Jenni Monet: I think what a lot of people felt like when they were drawn to Standing Rock early on, is that we were pulled there. I mean, there was this, for Native people, Indigenous people, we all felt something bigger than ourselves had brought us there to those lands at that time. I still get chills about it to this day. And I know that that's not the journalist in me speaking, that is just as an Indigenous person speaking, that this—this moment was so profound on so many levels.


Jenni Monet: I mean, people quit their jobs to be at Standing Rock. And you hear that a lot. Like, there were people there who got sober. There were people there to atone for maybe, you know, some of their past, to seek some kind of humility and seek forgiveness of themselves. There was a healing. There was definitely a collective healing happening at Standing Rock that goes generations deep.


Jenni Monet: Standing Rock was so much more than a pipeline. It was a stand against historical injustices, broken treaties and generations of a need to heal from a lot of inequality that still persists today. It was an experience I don't know that I will ever have ever again in my career or in my life as a journalist or as an Indigenous person. Even when there are all these other pipeline battles and environmental fights ahead of us, for a lot of reasons, Standing Rock was just special.


Alex: The protesters at Standing Rock won a major victory in December of 2016, when the Army Corps of Engineers paused construction of the pipeline for more review. But—like Keystone—it's been a years-long battle since then. The pipeline was approved under Donald Trump, and is actually running today, even though a court ruled in 2020 that the pipeline should not have been allowed to run under Standing Rock's water source. What happens next is up to the Biden administration. And in fact, the protest we heard at the very beginning of this episode? That's what it was about. They were urging the Biden administration to shut down the pipeline.


Alex: But regardless of what happens, the protests at Standing Rock remain a milestone, both for the Indigenous rights movement and for the climate movement.


Ayana: Standing Rock drew in people from all walks of life. Some who had never thought about climate change before, some who had never really thought about Indigenous rights before, and suddenly people were connecting the dots. It all felt real and concrete, and the stakes became abundantly clear.


Alex: One person like this was now Congresswoman Alexandria Ocasio-Cortez, and she says that Standing Rock was what made climate change an issue for her in the first place.


[ARCHIVE CLIP, Alexandria Ocasio-Cortez: I first started thinking about running for congress actually at Standing Rock in North Dakota and South Dakota. And it was really from that crucible of activism, where I saw people putting their lives on the line and Native peoples putting everything they had on the line not just for themselves, not just so that this country can honor the treaties that we have made, but for the entire water supply for the Midwest United States. That they were putting everything on the line for others.]


Ayana: And Standing Rock has become this template for new fights over pipelines across the US, one of which is heating up right now: the Line 3 Project in Minnesota. After the break, we'll go to this latest front in the pipeline fight.

• **EXERCISE SET**:
1. In the Standing Rock transcript, when did the protesters win a major victory, and what happened then?
2. Copy the rows word for word, starting at the line that contains "Place one keypoint on each instance of the chrome" and ending at the last line of the rows.

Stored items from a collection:
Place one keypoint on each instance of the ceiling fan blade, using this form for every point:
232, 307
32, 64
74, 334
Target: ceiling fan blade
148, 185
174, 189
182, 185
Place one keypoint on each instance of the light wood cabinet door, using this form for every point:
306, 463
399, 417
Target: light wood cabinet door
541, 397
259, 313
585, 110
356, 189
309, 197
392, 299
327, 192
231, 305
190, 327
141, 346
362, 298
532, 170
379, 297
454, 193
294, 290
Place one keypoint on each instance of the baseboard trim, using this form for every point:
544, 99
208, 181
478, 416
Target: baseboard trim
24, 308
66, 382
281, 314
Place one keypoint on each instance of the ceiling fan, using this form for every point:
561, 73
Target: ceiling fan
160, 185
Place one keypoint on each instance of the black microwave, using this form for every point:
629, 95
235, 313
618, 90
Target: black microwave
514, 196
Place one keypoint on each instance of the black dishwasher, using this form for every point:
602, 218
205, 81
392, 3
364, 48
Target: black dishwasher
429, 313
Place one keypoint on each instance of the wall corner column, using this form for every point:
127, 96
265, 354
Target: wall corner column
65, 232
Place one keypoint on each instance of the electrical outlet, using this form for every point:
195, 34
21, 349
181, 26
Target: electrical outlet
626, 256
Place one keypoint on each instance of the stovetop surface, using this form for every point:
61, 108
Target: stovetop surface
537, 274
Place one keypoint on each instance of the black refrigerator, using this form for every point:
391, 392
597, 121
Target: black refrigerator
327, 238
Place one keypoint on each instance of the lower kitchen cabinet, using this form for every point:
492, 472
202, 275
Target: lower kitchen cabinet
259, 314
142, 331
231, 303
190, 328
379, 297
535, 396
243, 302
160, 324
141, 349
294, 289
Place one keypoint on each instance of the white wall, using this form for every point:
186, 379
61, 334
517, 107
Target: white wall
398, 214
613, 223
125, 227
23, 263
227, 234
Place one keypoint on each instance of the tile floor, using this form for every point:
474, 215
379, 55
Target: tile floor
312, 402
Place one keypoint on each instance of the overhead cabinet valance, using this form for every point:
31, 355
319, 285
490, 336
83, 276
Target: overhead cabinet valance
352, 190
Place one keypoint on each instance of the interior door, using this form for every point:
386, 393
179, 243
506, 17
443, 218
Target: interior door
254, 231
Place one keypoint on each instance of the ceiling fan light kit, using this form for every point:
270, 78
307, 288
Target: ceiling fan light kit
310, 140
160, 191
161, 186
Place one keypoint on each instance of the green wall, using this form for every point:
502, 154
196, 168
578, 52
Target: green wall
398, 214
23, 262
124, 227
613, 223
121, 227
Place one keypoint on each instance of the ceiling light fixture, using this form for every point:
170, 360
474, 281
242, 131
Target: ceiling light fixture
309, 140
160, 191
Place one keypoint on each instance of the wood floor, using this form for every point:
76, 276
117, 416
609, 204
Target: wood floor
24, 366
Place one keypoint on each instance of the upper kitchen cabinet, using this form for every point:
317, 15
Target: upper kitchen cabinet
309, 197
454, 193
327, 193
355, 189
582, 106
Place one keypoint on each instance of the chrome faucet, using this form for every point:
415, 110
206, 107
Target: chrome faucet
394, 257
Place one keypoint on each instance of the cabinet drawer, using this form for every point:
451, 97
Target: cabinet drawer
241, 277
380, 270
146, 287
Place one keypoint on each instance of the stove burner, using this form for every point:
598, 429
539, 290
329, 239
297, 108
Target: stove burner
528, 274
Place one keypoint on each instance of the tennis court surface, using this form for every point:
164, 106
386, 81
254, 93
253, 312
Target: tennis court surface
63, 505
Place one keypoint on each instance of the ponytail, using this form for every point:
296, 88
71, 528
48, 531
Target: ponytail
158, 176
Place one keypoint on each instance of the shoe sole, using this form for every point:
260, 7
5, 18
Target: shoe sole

• **TASK RESULTS**:
1. In December 2016, the Army Corps of Engineers paused construction of the pipeline for more review.

2.
Place one keypoint on each instance of the chrome faucet, using this form for every point:
415, 110
206, 107
Target: chrome faucet
394, 257
Place one keypoint on each instance of the cabinet drawer, using this form for every point:
451, 97
Target: cabinet drawer
241, 277
380, 270
146, 287
Place one keypoint on each instance of the stove burner, using this form for every point:
598, 429
539, 290
329, 239
297, 108
Target: stove burner
528, 274
Place one keypoint on each instance of the tennis court surface, using this form for every point:
164, 106
386, 81
254, 93
253, 312
Target: tennis court surface
63, 505
Place one keypoint on each instance of the ponytail, using this form for every point:
296, 88
71, 528
48, 531
Target: ponytail
158, 176
Place one keypoint on each instance of the shoe sole, using this form for every point:
260, 7
5, 18
Target: shoe sole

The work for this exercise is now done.